Rewrite the lines of the data as a numbered list with blank lines omitted, starting with the line containing "Query: **red tiled roof**" and going on through the line containing "Mark the region of every instance of the **red".
[START OF Provided material]
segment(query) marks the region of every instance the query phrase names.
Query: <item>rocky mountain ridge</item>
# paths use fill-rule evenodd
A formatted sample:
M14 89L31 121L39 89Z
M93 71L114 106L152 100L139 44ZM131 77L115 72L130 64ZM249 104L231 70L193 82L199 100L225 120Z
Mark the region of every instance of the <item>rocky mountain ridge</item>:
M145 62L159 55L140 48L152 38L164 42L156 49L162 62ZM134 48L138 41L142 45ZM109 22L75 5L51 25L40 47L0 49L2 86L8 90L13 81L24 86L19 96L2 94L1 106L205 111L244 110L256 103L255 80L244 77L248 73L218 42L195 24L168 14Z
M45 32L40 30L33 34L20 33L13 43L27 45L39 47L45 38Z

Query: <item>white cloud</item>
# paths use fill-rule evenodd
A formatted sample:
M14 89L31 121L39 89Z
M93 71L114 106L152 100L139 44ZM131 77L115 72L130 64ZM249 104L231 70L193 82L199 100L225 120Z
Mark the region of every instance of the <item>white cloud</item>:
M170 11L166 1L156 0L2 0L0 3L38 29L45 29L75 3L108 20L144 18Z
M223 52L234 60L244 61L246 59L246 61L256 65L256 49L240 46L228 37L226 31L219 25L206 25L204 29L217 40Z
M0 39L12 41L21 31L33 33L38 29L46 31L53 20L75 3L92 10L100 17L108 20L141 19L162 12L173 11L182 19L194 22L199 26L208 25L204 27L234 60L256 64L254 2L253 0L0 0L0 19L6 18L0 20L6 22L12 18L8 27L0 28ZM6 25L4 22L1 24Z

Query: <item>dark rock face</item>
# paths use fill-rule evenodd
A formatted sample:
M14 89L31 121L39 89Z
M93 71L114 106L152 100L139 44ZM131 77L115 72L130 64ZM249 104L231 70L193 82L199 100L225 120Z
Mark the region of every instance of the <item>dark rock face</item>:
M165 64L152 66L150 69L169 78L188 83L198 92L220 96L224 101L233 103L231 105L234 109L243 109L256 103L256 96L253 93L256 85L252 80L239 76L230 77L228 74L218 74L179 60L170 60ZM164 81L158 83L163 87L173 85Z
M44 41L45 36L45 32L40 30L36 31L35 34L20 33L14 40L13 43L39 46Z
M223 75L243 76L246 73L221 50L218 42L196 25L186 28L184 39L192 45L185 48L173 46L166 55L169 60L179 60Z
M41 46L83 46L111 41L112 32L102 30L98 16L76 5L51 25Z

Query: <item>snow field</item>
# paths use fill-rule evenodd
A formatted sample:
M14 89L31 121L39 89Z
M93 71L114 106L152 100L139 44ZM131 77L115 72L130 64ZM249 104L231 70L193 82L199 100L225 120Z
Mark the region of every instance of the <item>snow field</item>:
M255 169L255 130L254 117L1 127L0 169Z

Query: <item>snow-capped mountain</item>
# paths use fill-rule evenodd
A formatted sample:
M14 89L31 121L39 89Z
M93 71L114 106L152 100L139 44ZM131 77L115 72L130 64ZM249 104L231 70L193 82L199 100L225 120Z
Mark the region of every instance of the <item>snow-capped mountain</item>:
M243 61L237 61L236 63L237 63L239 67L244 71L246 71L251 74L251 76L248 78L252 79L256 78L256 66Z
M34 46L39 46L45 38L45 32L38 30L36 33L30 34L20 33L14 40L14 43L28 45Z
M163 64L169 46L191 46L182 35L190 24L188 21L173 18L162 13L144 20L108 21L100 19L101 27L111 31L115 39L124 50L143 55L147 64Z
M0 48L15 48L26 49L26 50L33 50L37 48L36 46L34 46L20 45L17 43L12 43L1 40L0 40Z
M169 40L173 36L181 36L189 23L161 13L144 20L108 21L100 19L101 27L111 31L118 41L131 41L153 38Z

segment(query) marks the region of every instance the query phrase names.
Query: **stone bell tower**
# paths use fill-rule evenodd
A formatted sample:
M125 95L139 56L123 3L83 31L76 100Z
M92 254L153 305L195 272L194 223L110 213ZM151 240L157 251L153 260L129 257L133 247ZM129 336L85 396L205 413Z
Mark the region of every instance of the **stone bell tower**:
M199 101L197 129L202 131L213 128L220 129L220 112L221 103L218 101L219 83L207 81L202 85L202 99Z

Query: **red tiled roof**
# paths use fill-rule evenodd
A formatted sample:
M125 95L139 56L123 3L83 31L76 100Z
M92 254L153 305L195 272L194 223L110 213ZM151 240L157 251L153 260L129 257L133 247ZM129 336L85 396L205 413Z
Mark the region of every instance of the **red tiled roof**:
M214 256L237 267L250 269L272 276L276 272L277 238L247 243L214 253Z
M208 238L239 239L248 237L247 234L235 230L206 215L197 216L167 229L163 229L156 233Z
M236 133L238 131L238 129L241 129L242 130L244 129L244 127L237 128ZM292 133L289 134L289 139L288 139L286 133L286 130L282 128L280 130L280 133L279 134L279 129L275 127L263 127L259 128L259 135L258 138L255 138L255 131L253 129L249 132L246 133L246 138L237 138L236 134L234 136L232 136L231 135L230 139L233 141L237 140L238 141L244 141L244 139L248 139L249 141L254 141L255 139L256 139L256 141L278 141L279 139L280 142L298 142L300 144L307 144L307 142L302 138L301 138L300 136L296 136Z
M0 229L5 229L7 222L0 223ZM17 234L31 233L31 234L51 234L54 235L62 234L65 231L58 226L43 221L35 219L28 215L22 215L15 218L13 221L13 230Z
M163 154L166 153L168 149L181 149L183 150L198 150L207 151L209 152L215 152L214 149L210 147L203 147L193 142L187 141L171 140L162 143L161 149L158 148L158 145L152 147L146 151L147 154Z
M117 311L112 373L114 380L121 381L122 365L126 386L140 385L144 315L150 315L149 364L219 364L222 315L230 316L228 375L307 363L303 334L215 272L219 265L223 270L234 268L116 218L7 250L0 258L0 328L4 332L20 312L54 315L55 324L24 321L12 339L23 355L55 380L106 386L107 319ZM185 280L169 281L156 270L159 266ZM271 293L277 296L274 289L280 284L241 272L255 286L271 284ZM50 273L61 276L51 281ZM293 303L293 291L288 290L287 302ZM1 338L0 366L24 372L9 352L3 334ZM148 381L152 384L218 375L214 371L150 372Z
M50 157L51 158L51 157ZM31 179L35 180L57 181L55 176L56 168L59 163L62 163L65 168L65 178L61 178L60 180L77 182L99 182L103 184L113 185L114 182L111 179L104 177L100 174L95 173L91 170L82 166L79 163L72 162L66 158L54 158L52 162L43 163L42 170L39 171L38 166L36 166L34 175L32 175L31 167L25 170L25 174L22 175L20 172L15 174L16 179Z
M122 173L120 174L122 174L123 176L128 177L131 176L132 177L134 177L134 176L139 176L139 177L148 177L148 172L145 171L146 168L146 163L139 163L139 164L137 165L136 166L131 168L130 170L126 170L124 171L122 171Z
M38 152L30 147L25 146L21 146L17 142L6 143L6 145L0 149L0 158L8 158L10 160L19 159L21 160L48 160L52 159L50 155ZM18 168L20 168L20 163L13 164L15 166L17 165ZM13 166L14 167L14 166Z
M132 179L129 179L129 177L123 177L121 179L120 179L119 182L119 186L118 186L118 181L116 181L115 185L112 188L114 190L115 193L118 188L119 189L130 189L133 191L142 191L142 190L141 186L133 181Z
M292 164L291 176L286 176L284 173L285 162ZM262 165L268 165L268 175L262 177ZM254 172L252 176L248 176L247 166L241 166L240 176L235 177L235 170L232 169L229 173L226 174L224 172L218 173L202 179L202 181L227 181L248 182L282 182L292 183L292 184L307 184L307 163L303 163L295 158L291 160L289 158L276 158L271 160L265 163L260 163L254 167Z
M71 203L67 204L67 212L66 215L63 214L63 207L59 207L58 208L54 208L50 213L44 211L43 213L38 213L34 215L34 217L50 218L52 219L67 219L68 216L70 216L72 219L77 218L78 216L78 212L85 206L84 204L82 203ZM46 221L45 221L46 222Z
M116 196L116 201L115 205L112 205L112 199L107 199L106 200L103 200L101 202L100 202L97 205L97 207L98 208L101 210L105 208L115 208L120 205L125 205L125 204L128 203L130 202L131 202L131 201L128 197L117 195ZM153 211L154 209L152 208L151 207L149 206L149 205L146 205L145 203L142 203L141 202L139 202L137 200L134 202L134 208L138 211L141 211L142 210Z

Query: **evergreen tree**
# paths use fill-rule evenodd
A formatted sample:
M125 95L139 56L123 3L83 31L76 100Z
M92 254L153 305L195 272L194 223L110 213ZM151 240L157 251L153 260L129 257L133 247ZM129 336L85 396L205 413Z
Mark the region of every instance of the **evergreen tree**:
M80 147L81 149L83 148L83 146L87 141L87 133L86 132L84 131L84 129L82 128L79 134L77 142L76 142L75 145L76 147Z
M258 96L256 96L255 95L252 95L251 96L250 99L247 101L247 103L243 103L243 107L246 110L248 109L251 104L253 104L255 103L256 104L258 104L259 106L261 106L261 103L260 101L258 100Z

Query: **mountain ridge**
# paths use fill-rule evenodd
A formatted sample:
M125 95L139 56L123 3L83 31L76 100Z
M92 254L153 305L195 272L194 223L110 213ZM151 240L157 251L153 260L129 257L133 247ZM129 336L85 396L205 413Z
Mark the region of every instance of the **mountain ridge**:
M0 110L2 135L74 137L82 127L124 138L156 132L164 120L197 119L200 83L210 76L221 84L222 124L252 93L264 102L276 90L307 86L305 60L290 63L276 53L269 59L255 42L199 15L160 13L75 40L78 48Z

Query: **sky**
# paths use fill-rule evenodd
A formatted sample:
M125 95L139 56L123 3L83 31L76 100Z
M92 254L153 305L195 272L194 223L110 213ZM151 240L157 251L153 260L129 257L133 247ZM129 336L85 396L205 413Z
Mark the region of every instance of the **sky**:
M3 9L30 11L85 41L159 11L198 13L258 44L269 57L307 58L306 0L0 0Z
[END OF Provided material]
_Task solution:_
1. Query: **red tiled roof**
2. # paths use fill-rule evenodd
3. A formatted sample:
4. M125 95L139 56L123 3L83 31L76 100Z
5. M92 254L153 305L195 272L194 223L110 213ZM151 240L157 251L153 260L129 257L133 247ZM129 336L85 396L205 413Z
6. Mark the region of every instance of the **red tiled roof**:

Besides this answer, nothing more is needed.